(Dataset excerpts on object pointing)
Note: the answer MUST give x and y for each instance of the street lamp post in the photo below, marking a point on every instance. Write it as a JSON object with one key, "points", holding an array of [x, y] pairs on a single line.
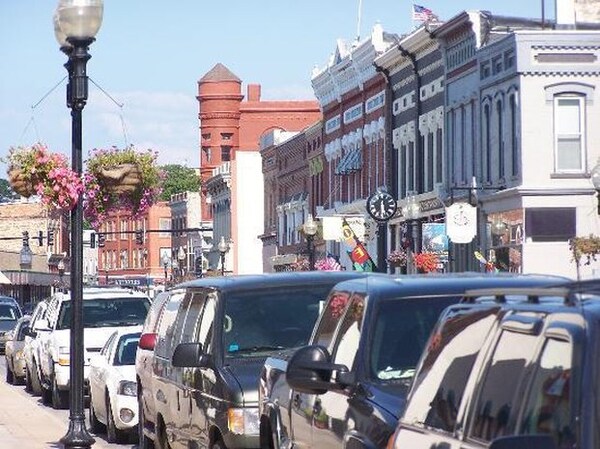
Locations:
{"points": [[411, 212], [76, 23], [310, 230], [166, 265], [223, 248]]}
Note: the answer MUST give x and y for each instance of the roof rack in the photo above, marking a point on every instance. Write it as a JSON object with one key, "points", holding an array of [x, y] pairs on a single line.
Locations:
{"points": [[528, 295]]}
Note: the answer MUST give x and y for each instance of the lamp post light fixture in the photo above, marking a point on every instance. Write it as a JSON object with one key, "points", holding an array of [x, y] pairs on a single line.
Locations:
{"points": [[76, 23], [411, 211], [223, 247], [595, 178], [310, 228]]}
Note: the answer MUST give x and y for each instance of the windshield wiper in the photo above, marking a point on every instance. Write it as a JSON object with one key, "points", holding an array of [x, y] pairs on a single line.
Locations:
{"points": [[257, 349]]}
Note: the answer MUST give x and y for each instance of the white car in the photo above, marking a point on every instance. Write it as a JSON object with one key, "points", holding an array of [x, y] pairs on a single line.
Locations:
{"points": [[105, 310], [113, 390]]}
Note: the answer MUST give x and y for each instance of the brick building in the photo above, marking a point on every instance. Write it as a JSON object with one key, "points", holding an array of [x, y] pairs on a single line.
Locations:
{"points": [[231, 126]]}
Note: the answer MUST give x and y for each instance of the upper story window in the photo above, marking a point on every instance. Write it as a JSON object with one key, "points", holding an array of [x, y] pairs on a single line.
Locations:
{"points": [[225, 153], [569, 132]]}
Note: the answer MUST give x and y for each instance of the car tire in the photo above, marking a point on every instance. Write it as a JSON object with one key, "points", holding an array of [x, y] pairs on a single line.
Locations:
{"points": [[143, 441], [113, 435], [95, 425], [28, 387], [36, 384], [59, 398], [10, 376]]}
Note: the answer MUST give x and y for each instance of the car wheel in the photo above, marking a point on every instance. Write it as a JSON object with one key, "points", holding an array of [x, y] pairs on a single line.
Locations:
{"points": [[36, 385], [28, 388], [143, 441], [59, 398], [10, 377], [113, 435], [95, 425]]}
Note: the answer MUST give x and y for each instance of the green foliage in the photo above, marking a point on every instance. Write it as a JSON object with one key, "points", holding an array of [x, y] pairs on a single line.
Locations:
{"points": [[179, 179], [6, 193]]}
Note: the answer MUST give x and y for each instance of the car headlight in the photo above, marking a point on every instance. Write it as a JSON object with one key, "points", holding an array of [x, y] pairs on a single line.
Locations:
{"points": [[243, 421], [127, 388], [64, 355]]}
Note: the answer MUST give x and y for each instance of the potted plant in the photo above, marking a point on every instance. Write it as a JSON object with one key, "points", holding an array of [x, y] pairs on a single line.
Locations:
{"points": [[397, 258], [120, 179], [36, 170], [426, 262]]}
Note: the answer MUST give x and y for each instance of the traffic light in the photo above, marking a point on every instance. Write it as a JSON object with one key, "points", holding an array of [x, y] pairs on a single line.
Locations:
{"points": [[50, 237], [139, 236]]}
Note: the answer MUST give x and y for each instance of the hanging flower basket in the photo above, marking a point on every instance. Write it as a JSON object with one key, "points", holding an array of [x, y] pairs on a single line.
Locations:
{"points": [[35, 170], [120, 179]]}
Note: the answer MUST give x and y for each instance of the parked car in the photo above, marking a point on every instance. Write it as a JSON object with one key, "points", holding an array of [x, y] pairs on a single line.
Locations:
{"points": [[207, 364], [509, 368], [104, 311], [10, 312], [31, 350], [160, 317], [13, 354], [348, 386], [113, 390]]}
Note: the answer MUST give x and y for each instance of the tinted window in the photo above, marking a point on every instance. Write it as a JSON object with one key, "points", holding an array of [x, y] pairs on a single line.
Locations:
{"points": [[496, 404], [126, 349], [548, 409], [403, 328], [272, 318], [440, 383], [9, 312], [107, 312], [348, 336], [334, 310]]}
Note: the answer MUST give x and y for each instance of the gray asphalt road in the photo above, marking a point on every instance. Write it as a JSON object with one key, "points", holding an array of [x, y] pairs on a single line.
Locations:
{"points": [[63, 415]]}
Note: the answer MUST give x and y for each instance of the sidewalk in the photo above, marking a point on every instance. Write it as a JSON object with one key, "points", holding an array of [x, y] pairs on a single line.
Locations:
{"points": [[27, 424]]}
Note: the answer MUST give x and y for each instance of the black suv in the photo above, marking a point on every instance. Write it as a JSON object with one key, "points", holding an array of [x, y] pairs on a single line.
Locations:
{"points": [[348, 387], [510, 368]]}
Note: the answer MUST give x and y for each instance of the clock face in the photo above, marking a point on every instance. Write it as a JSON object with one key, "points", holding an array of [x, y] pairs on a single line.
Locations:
{"points": [[381, 206]]}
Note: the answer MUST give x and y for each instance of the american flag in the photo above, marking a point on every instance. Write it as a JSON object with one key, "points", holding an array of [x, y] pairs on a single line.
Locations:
{"points": [[423, 14]]}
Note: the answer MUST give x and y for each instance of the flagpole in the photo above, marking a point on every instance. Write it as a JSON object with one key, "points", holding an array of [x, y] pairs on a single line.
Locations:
{"points": [[358, 21]]}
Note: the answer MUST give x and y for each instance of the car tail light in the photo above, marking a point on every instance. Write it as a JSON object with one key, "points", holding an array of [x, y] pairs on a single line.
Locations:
{"points": [[148, 341]]}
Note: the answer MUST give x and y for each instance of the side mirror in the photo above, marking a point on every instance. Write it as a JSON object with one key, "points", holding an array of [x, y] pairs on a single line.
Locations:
{"points": [[29, 332], [524, 442], [190, 355], [310, 371], [148, 341]]}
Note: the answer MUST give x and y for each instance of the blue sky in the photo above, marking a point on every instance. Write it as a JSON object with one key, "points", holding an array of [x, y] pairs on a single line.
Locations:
{"points": [[149, 55]]}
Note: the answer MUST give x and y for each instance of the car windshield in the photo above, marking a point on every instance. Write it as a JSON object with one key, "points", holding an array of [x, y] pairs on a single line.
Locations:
{"points": [[9, 312], [107, 312], [126, 349], [402, 331], [269, 319]]}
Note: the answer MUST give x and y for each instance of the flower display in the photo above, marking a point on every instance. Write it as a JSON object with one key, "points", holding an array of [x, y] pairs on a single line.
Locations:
{"points": [[426, 262], [36, 170], [397, 258], [120, 179]]}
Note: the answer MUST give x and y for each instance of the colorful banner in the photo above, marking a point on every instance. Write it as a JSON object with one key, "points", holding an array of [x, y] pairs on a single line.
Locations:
{"points": [[361, 260]]}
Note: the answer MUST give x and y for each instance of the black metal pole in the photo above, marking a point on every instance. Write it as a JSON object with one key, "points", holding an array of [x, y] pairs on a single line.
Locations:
{"points": [[311, 252], [77, 436]]}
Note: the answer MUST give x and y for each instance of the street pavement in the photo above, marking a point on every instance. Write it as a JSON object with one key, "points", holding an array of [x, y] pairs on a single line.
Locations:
{"points": [[25, 423]]}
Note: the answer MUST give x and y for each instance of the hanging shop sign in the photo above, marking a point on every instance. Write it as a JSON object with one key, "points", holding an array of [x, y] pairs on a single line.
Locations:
{"points": [[461, 222]]}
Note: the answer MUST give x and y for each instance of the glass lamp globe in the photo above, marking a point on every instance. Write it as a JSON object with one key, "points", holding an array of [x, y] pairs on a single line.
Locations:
{"points": [[79, 19]]}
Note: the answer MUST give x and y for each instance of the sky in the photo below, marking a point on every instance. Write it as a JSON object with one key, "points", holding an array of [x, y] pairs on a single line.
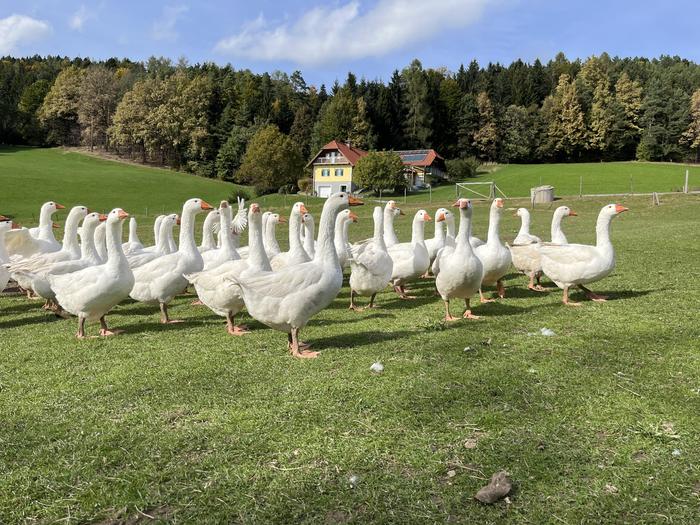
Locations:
{"points": [[327, 39]]}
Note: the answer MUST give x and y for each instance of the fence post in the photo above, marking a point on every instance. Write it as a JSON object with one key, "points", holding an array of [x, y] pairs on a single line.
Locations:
{"points": [[580, 187]]}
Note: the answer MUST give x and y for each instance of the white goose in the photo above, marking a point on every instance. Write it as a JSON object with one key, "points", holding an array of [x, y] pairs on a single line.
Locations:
{"points": [[435, 243], [494, 256], [285, 300], [371, 265], [70, 250], [459, 271], [579, 264], [215, 288], [92, 292], [88, 257], [390, 211], [160, 280], [165, 235], [208, 239], [296, 253], [272, 248], [340, 237], [308, 234], [100, 239], [410, 259], [525, 251], [26, 242], [134, 243], [227, 251]]}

» **To be done**: Locate the line with "the white goose" in the entries above; extract it and every line after it, verbatim.

» **Response**:
Note: the answer MUST give x and y for each instance of the white goose in the photo above, marking a point on every instance. Write it as a JSON object with one key, "points", holding an array of [x, y] pairs on a single line.
Locations:
{"points": [[435, 243], [494, 256], [285, 300], [371, 265], [70, 250], [459, 271], [579, 264], [215, 288], [92, 292], [88, 257], [390, 211], [160, 280], [165, 235], [208, 239], [296, 253], [272, 248], [340, 237], [308, 234], [100, 239], [410, 259], [525, 251], [26, 242], [134, 243], [227, 251]]}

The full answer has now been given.